Records for this exercise: Begin

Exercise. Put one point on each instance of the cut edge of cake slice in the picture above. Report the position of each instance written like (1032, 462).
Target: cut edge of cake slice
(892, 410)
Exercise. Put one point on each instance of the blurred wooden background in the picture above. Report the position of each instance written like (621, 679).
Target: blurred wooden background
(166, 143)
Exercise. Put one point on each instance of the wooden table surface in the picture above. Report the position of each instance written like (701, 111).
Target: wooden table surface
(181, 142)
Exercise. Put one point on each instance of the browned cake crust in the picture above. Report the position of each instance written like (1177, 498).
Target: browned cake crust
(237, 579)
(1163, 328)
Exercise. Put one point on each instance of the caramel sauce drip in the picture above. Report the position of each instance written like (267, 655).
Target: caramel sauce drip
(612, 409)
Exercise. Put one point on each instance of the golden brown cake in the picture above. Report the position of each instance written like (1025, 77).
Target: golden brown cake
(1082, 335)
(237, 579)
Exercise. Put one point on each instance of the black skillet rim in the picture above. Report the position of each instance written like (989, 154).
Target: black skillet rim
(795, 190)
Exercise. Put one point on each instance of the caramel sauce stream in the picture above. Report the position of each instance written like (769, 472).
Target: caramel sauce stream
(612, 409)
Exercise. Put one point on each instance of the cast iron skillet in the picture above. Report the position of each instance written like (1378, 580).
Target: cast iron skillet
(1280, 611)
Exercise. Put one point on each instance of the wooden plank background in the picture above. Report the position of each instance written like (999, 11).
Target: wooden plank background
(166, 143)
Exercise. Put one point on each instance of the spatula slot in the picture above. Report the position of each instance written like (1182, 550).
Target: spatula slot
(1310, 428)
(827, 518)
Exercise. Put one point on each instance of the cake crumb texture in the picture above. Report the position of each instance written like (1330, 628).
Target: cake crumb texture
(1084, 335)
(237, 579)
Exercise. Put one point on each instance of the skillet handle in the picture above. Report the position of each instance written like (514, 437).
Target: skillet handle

Records for this exercise: End

# Exercise brief:
The answer is each line from the entries above in which the word "handle" occurs.

# Response to this exercise:
Exercise. Put one point on each instance of the skillet handle in the picture above. Report the position of each instance written like (514, 437).
Target: skillet handle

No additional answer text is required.